• SHORT EXERCISE:
Render the items from the line containing "Dear assistant, the user would like the partially" through the line containing "[126,272,148,300]", inclusive, as a Markdown table with the columns Row and Line, skipping any blank lines.

• TASK DATA:
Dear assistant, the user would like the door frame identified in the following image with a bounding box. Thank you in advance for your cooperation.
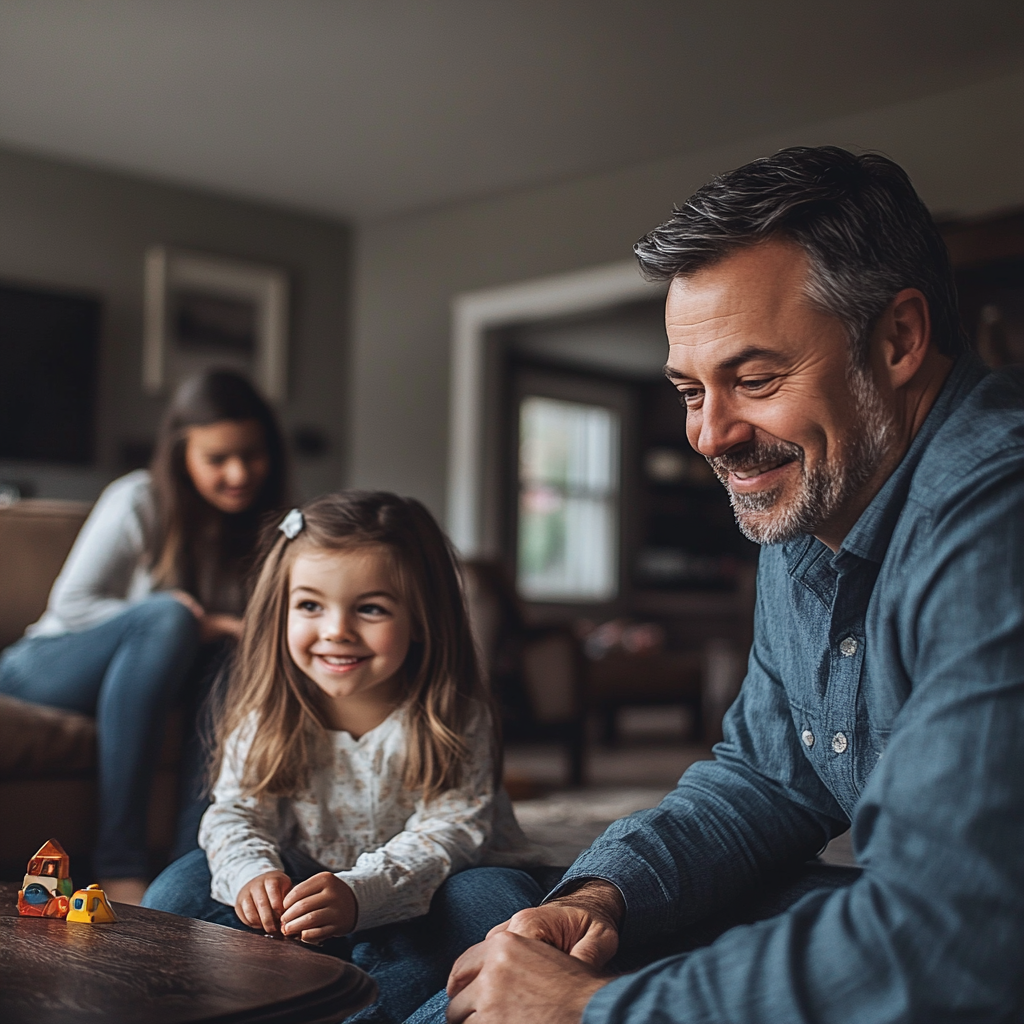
[445,260,668,557]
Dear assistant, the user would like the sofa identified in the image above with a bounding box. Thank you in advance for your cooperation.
[0,501,180,881]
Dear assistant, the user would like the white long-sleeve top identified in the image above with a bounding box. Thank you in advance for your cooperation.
[199,708,544,930]
[25,469,157,637]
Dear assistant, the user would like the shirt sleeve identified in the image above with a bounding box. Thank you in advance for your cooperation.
[548,565,849,944]
[41,472,155,632]
[584,456,1024,1024]
[337,715,495,931]
[199,722,285,906]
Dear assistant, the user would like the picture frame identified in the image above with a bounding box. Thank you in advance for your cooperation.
[142,245,289,404]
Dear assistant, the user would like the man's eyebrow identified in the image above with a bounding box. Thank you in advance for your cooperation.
[664,345,779,381]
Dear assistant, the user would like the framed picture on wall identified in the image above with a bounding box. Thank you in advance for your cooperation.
[142,246,288,402]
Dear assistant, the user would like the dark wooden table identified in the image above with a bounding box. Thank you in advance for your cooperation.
[0,883,377,1024]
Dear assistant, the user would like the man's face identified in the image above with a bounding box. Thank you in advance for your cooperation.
[666,242,893,544]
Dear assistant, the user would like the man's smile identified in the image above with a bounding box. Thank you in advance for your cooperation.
[729,456,797,493]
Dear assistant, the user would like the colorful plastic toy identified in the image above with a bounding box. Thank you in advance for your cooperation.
[68,883,118,925]
[17,839,75,918]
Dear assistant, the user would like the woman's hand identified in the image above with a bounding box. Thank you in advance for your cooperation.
[281,871,359,945]
[234,871,292,935]
[167,590,244,643]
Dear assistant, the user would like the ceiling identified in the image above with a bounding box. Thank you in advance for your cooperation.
[0,0,1024,220]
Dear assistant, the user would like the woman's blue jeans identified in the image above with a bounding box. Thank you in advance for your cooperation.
[142,850,560,1024]
[0,594,203,879]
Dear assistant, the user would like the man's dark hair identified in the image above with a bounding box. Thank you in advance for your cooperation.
[633,145,970,365]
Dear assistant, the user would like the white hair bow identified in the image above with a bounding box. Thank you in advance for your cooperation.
[278,509,306,541]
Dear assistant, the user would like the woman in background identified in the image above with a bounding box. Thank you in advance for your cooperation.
[0,371,286,903]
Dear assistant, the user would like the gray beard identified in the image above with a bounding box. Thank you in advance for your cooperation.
[708,367,896,544]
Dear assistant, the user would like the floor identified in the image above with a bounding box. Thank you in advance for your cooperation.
[505,714,856,866]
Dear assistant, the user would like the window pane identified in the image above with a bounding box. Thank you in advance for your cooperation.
[519,396,618,493]
[517,396,618,601]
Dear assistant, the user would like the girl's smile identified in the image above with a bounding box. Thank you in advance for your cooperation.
[288,546,413,737]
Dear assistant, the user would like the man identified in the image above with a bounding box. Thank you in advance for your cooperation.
[449,147,1024,1024]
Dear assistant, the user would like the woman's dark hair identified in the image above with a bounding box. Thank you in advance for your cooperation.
[633,145,970,365]
[150,370,287,610]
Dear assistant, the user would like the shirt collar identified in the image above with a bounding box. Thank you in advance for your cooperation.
[833,352,988,571]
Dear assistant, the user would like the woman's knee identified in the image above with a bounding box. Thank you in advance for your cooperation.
[125,594,200,664]
[141,850,212,918]
[431,867,544,927]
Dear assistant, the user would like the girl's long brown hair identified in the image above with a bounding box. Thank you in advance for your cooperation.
[211,490,501,800]
[150,370,286,611]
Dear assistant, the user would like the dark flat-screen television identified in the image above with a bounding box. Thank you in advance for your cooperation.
[0,282,100,464]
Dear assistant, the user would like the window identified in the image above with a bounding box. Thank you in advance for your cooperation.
[516,395,621,601]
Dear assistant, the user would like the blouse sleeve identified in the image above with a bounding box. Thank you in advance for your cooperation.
[41,470,155,632]
[199,722,284,906]
[336,715,495,931]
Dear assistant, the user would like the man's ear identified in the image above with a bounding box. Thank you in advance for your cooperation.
[877,288,932,391]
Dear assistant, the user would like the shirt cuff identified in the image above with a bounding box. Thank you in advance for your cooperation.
[544,847,676,944]
[335,870,394,932]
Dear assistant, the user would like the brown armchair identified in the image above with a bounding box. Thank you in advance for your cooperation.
[464,560,586,785]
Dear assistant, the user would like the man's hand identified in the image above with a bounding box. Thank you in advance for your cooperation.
[487,881,626,968]
[234,871,292,935]
[447,930,610,1024]
[281,871,359,945]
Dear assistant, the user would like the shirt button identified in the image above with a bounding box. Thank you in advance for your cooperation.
[839,637,857,657]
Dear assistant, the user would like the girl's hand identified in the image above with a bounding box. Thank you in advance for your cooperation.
[281,871,359,945]
[234,871,292,935]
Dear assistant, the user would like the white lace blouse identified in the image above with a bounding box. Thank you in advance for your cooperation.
[199,708,544,930]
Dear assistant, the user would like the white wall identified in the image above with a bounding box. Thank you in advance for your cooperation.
[0,151,351,499]
[348,73,1024,515]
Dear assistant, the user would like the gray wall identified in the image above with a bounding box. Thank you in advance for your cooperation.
[0,151,351,498]
[349,68,1024,514]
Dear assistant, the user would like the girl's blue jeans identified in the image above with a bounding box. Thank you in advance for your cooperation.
[0,594,206,879]
[142,850,561,1024]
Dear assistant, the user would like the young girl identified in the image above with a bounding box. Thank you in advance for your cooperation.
[144,493,541,1022]
[0,371,286,903]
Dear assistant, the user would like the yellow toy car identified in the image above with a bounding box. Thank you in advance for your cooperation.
[68,884,118,925]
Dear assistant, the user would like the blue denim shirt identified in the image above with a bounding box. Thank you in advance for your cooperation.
[556,356,1024,1024]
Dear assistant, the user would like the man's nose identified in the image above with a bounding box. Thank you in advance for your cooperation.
[686,392,754,459]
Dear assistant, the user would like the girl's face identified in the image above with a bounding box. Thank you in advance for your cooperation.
[185,420,270,515]
[288,547,413,735]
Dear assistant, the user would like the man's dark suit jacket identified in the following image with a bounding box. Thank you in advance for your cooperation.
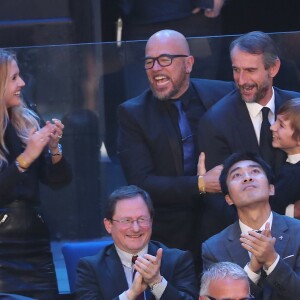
[118,79,234,253]
[199,87,300,239]
[199,87,300,172]
[76,241,199,300]
[202,212,300,300]
[270,161,300,215]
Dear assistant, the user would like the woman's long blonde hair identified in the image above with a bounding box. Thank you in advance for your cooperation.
[0,49,39,168]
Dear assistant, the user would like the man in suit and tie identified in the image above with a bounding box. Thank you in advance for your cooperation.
[199,31,300,238]
[202,153,300,300]
[118,30,234,264]
[76,185,198,300]
[199,31,300,173]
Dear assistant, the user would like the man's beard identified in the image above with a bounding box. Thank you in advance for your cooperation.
[151,85,181,101]
[238,83,269,103]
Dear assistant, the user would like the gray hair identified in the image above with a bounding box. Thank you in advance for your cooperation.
[200,261,250,296]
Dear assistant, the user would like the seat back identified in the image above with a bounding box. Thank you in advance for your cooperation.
[61,240,113,293]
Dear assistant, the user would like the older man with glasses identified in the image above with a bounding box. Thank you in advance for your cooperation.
[76,185,197,300]
[199,262,254,300]
[118,30,234,272]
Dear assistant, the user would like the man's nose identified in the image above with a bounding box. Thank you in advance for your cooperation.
[152,59,162,71]
[244,173,253,183]
[238,71,247,85]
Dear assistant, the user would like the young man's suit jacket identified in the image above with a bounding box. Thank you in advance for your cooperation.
[202,212,300,300]
[76,241,199,300]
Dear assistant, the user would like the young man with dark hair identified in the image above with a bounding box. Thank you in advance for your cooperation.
[202,153,300,300]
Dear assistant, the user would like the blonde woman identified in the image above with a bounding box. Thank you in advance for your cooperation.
[0,49,71,299]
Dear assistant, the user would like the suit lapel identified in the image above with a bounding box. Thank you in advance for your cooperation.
[103,246,128,294]
[274,88,286,174]
[226,221,250,268]
[271,212,290,258]
[145,242,163,300]
[153,98,183,175]
[232,96,259,152]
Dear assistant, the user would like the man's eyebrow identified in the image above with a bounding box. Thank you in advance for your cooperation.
[229,167,241,175]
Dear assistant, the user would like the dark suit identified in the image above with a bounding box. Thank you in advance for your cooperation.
[202,213,300,300]
[76,241,198,300]
[199,87,300,239]
[199,87,300,172]
[270,161,300,215]
[118,79,234,260]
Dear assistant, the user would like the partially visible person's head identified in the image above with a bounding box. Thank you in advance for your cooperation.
[229,31,280,105]
[220,152,274,207]
[271,98,300,154]
[0,49,25,111]
[145,30,194,100]
[104,185,154,254]
[199,262,251,300]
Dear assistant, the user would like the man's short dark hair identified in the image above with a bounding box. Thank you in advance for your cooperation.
[219,152,274,195]
[229,31,278,70]
[105,185,154,220]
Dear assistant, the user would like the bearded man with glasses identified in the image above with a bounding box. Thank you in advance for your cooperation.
[118,30,234,267]
[76,185,197,300]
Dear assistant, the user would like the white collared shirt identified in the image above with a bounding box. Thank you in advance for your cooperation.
[115,245,168,300]
[246,88,275,144]
[239,212,280,284]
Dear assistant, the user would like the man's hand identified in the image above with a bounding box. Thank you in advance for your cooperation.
[240,223,278,272]
[197,152,223,193]
[134,248,163,285]
[126,272,148,300]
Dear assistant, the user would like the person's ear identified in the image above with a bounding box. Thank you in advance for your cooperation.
[269,58,281,78]
[269,184,275,196]
[185,55,194,74]
[103,218,112,234]
[225,194,234,205]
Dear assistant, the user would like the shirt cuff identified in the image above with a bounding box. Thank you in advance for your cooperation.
[151,277,168,300]
[244,264,261,284]
[264,255,280,275]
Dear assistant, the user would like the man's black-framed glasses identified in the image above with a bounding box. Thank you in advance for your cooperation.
[205,295,255,300]
[110,217,152,227]
[145,54,189,70]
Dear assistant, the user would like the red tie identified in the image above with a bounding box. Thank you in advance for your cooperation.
[131,255,144,300]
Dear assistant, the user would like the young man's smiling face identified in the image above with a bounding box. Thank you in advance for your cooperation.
[225,160,274,209]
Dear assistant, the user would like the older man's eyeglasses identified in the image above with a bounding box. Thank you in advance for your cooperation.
[111,217,152,227]
[145,54,188,70]
[205,295,255,300]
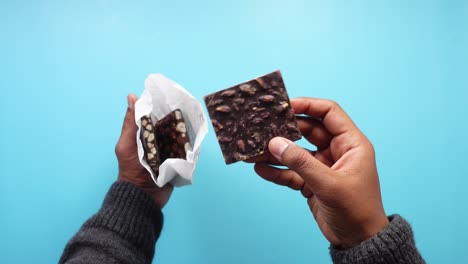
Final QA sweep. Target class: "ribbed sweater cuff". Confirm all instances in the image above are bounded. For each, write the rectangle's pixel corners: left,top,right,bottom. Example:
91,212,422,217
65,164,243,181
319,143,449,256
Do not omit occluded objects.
330,215,425,264
84,182,163,255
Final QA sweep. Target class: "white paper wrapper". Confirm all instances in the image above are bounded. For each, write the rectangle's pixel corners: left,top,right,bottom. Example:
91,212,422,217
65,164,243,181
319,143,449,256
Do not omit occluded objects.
135,73,208,187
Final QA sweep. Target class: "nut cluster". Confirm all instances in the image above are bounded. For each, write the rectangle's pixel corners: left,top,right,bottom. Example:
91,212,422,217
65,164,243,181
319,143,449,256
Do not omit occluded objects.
140,109,192,174
204,71,301,164
141,114,161,172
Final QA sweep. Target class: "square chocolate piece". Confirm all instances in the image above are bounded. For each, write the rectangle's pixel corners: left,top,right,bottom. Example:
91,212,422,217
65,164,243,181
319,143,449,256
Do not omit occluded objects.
204,71,302,164
155,109,192,162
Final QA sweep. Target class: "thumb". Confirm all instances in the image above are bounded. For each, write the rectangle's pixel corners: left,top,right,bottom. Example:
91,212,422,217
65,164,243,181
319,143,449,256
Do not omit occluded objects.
120,94,138,147
268,137,332,193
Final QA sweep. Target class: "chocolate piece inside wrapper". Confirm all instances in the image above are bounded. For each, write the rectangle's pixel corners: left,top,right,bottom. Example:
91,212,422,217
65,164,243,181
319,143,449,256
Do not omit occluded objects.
140,109,192,175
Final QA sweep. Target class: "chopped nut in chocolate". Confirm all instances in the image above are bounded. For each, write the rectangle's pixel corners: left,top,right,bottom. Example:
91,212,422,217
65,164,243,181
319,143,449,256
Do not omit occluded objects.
140,114,161,174
204,71,302,164
155,109,192,162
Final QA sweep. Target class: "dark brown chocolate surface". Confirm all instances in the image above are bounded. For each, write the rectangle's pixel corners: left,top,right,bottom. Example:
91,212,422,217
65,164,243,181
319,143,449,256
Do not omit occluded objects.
204,71,302,164
155,109,192,162
140,114,161,174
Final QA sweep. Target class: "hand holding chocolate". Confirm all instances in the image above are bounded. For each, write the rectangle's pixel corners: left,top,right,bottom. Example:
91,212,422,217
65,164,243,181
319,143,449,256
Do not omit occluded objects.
140,109,192,175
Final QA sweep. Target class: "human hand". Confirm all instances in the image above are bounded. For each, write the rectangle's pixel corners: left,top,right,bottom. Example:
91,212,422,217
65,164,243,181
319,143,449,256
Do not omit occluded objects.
253,98,389,248
115,94,174,209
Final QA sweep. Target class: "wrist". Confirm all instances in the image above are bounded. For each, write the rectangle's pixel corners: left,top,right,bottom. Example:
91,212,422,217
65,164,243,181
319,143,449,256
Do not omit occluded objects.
340,214,390,249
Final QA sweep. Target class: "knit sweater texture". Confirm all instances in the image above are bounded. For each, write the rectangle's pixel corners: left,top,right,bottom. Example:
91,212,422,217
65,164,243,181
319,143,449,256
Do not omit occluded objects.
59,182,425,264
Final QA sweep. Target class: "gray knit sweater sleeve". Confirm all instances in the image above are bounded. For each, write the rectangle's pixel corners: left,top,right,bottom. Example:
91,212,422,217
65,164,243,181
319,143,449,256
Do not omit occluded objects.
59,182,163,263
330,215,425,264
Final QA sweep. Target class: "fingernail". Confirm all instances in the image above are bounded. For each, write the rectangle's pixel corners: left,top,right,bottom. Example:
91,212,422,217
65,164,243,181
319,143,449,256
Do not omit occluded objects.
268,137,291,160
127,95,134,110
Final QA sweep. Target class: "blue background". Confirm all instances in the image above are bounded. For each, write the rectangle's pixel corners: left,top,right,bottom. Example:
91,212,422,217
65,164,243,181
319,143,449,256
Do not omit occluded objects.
0,0,468,263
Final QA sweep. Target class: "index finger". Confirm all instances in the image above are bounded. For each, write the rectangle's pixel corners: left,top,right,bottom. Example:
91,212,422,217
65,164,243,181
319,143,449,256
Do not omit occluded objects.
291,97,358,136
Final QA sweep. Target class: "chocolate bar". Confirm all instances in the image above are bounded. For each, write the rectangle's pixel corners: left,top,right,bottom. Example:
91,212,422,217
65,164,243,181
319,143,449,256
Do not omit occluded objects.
204,71,302,164
155,109,192,162
140,114,161,174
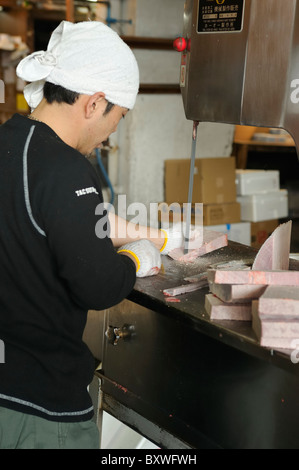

• OUTPUT OF THE EXERCISE:
| Row | Line |
|---|---|
| 1 | Dear assistant, the user would like the partially visible person's head identified in the image above with a bounding box. Thank you in advance for your cooperation. |
| 2 | [229,31,280,105] |
| 3 | [220,152,274,207] |
| 4 | [271,98,300,154] |
| 5 | [0,49,25,111] |
| 6 | [145,30,194,100] |
| 7 | [104,185,154,254] |
| 8 | [199,262,251,300] |
| 9 | Dear assistant, the user would like the man's short dark hair identified in the image above with a bounding box. Thank you in advance for your cooperation. |
| 10 | [219,152,274,195] |
| 11 | [229,31,278,70] |
| 12 | [105,185,154,220] |
| 13 | Dear assistant, the user would like the bearded man with glasses identified in the image above with a bounding box. Thank you in advance for your cooperation. |
| 14 | [118,30,234,267] |
| 15 | [76,185,197,300] |
| 16 | Dear assistant, the user would like the white collared shirt identified in the image above with a bounding box. Thank you in advance for your cooperation. |
| 17 | [115,245,168,300] |
| 18 | [246,88,275,144] |
| 19 | [239,212,280,284] |
| 20 | Dear assistant, the user would like the man's hand identified in the image above with a bounding box. Thank you in advance for your cooperation. |
| 21 | [240,223,278,272] |
| 22 | [197,152,223,193] |
| 23 | [134,248,163,285] |
| 24 | [126,272,148,300] |